* THE REQUEST: Please write out every one of the entries below word for word, leaving the pictures out.
━━━ EXCERPTED DATA
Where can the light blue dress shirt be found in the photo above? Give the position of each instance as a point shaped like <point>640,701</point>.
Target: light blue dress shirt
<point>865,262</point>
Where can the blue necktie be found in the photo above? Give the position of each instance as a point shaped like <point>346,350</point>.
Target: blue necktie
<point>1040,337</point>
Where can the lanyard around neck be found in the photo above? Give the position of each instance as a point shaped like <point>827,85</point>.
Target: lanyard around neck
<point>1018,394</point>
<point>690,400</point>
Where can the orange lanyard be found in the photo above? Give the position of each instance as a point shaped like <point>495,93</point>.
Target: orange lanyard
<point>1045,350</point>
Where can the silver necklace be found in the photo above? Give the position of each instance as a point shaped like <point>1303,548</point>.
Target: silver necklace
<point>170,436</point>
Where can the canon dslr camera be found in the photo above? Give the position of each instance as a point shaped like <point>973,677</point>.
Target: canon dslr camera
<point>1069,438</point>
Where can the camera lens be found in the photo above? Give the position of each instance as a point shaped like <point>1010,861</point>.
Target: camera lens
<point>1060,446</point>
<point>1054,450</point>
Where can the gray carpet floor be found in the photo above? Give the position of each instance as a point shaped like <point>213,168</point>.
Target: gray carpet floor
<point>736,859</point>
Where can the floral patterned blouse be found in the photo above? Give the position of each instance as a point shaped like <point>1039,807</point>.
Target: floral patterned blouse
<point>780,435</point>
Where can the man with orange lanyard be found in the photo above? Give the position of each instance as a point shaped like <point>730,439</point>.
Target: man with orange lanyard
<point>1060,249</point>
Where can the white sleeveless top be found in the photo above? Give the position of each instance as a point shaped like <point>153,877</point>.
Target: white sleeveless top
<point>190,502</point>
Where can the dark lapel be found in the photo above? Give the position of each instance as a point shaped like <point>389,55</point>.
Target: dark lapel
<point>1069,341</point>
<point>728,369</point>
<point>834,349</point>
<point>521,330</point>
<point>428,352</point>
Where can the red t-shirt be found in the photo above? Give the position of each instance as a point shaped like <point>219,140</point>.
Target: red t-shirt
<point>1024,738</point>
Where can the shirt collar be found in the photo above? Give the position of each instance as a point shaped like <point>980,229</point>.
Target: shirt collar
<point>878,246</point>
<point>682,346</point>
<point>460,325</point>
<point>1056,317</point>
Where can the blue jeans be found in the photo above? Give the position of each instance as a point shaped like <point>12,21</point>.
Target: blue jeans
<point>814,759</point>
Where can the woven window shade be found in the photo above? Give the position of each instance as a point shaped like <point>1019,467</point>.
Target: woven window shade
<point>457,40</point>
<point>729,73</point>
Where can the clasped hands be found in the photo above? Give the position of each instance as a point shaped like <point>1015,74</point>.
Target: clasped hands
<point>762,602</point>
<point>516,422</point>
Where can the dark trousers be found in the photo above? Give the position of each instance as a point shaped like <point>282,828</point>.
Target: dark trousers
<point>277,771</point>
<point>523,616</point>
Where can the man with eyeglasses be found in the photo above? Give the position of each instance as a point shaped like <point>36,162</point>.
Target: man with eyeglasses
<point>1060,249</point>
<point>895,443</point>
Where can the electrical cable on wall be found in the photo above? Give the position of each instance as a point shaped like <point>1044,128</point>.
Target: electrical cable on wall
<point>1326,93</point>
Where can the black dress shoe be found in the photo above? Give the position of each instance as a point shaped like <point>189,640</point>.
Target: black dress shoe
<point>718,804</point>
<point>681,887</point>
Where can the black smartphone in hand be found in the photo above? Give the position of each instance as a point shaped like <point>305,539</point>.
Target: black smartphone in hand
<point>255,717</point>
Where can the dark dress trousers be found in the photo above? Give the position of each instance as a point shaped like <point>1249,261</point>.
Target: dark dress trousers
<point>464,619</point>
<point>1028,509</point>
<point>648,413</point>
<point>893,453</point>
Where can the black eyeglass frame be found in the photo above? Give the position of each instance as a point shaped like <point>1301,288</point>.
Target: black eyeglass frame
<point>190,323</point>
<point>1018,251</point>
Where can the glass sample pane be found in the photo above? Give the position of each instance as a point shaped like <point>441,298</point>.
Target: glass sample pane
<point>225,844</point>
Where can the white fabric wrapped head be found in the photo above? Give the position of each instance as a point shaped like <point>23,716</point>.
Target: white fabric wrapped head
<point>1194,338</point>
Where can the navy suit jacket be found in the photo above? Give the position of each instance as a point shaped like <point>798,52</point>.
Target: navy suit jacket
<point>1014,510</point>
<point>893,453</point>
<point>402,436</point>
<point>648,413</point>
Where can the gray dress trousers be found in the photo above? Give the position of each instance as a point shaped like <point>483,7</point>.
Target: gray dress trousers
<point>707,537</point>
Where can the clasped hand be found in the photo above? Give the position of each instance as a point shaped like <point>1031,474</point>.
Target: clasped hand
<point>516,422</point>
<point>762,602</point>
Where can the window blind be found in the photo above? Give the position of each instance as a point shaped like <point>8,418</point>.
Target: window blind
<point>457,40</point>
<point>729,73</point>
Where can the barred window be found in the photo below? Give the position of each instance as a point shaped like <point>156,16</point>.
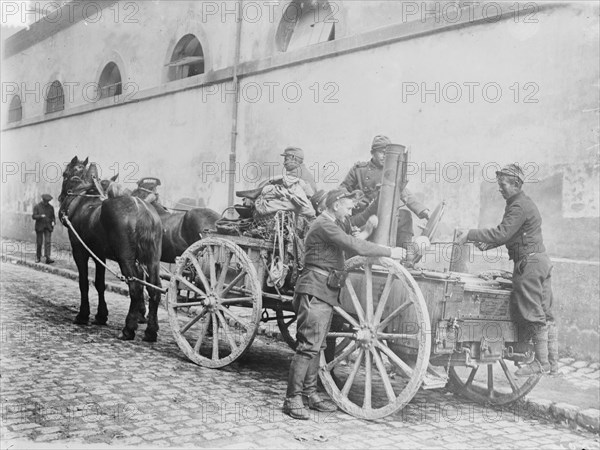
━━━━━━
* SOLUTION:
Where can the light blue dress shirt be found in the photo above? Give the position of each instance as a point shaped like <point>640,701</point>.
Target: light blue dress shirt
<point>865,262</point>
Where can the blue necktie be found in the photo above? Give the position of each instance as a point shaped like <point>346,350</point>.
Target: blue necktie
<point>1040,337</point>
Where can the lanyard around neck be found in the photo above? Give the position of each instance as a point shaped like <point>827,85</point>.
Target: lanyard around neck
<point>1018,394</point>
<point>690,400</point>
Where can the orange lanyard be found in the photo above? Give the position of each instance as a point shaped like <point>495,93</point>.
Target: orange lanyard
<point>1045,350</point>
Where can the silver necklace be found in the photo above? Give the position of each instance as a point shaped like <point>1303,548</point>.
Target: silver necklace
<point>170,436</point>
Where can the canon dslr camera be found in the photo above? Give the position of each instance as a point shaped like <point>973,677</point>.
Target: canon dslr camera
<point>1069,438</point>
Where can the camera lens be found in the photo above? Give the position of each instance as a point shaped like <point>1010,861</point>.
Target: camera lens
<point>1060,446</point>
<point>1054,450</point>
Where can the gray carpet floor be found in the photo above? Give the position of each instance as a point shaped like <point>213,168</point>.
Target: gray carpet floor
<point>736,859</point>
Where can the floral patterned blouse be found in the photo above? Give the position of each instance as a point shaped like <point>1039,807</point>.
Target: floral patterned blouse
<point>780,435</point>
Where can the man with orange lanyard be found in the photo above? Give the position of each instance as a point shaped like <point>730,439</point>.
Target: man with orange lanyard
<point>1060,249</point>
Where can the white sleeveless top be found in the photo above? Give the position of each instance as a point shaped like <point>153,877</point>.
Target: white sleeveless top
<point>190,502</point>
Where can the dark lapel be found in the photo above? Give the position of each instance as a point shaped like <point>389,55</point>.
Target: dark lapel
<point>1069,341</point>
<point>728,369</point>
<point>834,349</point>
<point>521,330</point>
<point>428,352</point>
Where can the red t-shirt be found in the photo above? Give the position of each instance as a point shaped like <point>219,140</point>.
Target: red t-shirt
<point>1024,738</point>
Where can the shirt collar be found in the photo above? Give the position of each instance as a point shaped like <point>980,229</point>.
Target: shirt collar
<point>878,246</point>
<point>682,346</point>
<point>460,325</point>
<point>1056,317</point>
Where can the blue jeans be found in the photo above? Give the position of each instance as a point shaped like <point>12,21</point>.
Target: blue jeans
<point>814,759</point>
Where can the woven window shade be found in the photo above? Give the position of each instance as a point shaped like <point>1019,467</point>.
Target: woven window shade
<point>457,40</point>
<point>729,73</point>
Where can the clasped hands be found in the photo above? Give the position of each instance as a point shaped like <point>1015,74</point>.
Target: clasped hands
<point>762,602</point>
<point>516,422</point>
Where can the dark trousers be found in the photo above? Give the position of each instance as a point shaped like <point>282,828</point>.
Target: dark trousers
<point>277,771</point>
<point>523,616</point>
Where can the man with eyeglasses be found in the photo above? Give the position of each instance as a point shaped like <point>36,162</point>.
Target: man with eyeglasses
<point>1060,249</point>
<point>895,443</point>
Where can the electrical cable on wall be found in the photo above? Give the position of each instance as a point shaped like <point>1044,128</point>.
Target: electrical cable on wall
<point>1326,93</point>
Where can the black dress shoe be found in the photo above? Give the position of each instance as a point shaped like <point>189,640</point>.
Target: black dress shoe
<point>718,804</point>
<point>681,887</point>
Where can the black smartphone in hand be found in the photo above? Give the position of each instance as a point shaped like <point>305,539</point>.
Target: black smartphone in hand
<point>255,717</point>
Where can the dark dress trousers be found in the photo above? Give the position of each instance as a point shaped like <point>1249,261</point>.
Target: dark dress trousers
<point>464,619</point>
<point>1028,509</point>
<point>648,413</point>
<point>893,453</point>
Where can the black eyeglass frame be found in the photo above? Give the position of each instance as a point shaped like <point>1301,288</point>.
Target: black eyeglass frame
<point>190,323</point>
<point>1018,251</point>
Where can the glass sample pane be found in the photo above? Give the position of each instance as a point shaped like <point>441,298</point>.
Target: glass sample pane
<point>225,844</point>
Where can the white fabric wrapped head be found in the photo above? Give the position of each instance as a point shaped like <point>23,716</point>.
Target: white fabric wrapped head
<point>1194,338</point>
Where can the navy suit jacket be found in the photo above? Give the position of each instance as a point shaped like <point>798,52</point>.
Target: navy suit jacket
<point>1014,510</point>
<point>893,453</point>
<point>402,436</point>
<point>648,413</point>
Where can the gray dress trousers be found in the photo above? Give the position of each instance as a point shaped like <point>483,7</point>.
Target: gray dress trousers
<point>707,537</point>
Where can the clasped hand be found in the photo above? Give the position of each instance as a point shaped like <point>1031,474</point>.
Target: clasped hand
<point>516,422</point>
<point>762,602</point>
Where can the window blind be found in the photo above? Give the position of each instance as a point shaped like <point>8,418</point>.
Target: window blind
<point>457,40</point>
<point>729,73</point>
Where can the barred window be found in the photo below? Give the position of each instance as a point shaped like <point>156,16</point>.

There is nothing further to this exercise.